Material provided ▸
=== Begin Enclosure ===
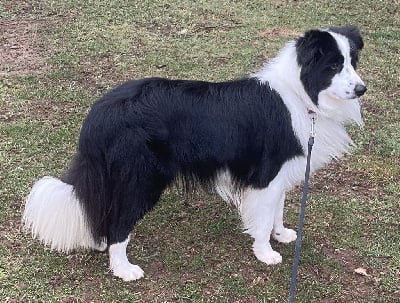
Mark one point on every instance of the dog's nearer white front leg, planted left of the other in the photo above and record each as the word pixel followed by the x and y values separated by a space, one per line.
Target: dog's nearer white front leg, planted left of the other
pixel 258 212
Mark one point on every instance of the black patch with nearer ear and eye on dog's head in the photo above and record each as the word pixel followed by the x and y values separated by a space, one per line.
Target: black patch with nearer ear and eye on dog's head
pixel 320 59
=== End Enclosure ===
=== Begin Enclosure ===
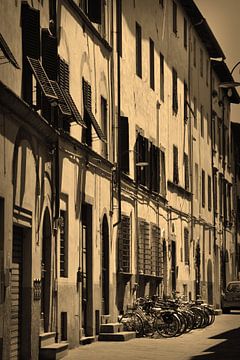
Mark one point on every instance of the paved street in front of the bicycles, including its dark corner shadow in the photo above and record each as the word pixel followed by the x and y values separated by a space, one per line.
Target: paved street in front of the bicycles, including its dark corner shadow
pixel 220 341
=== End Enclosure ===
=== Begin Enclosure ===
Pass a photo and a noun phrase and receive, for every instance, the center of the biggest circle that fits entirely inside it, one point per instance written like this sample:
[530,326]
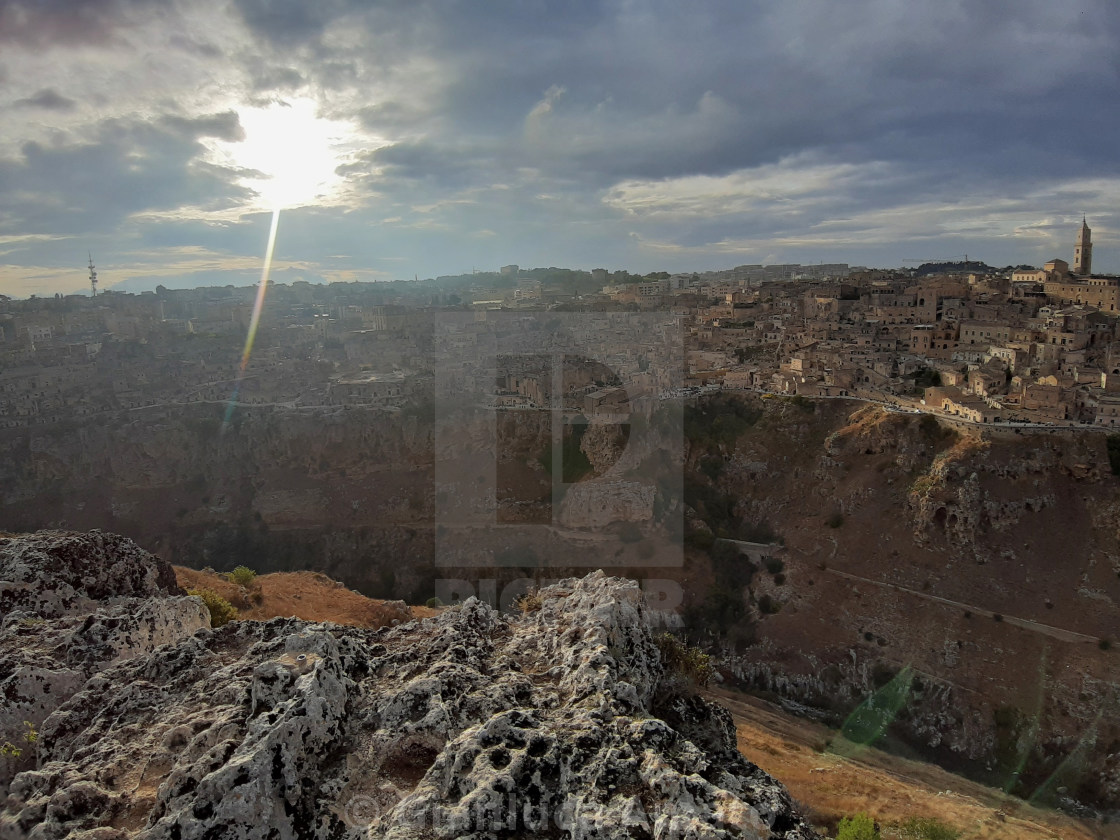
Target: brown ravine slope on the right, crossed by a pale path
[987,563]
=== End Enclosure ===
Work instruction ▸ Determine how many of the lines above include the word "space", then give that number and nothing else.

Solution to this task ▸ 3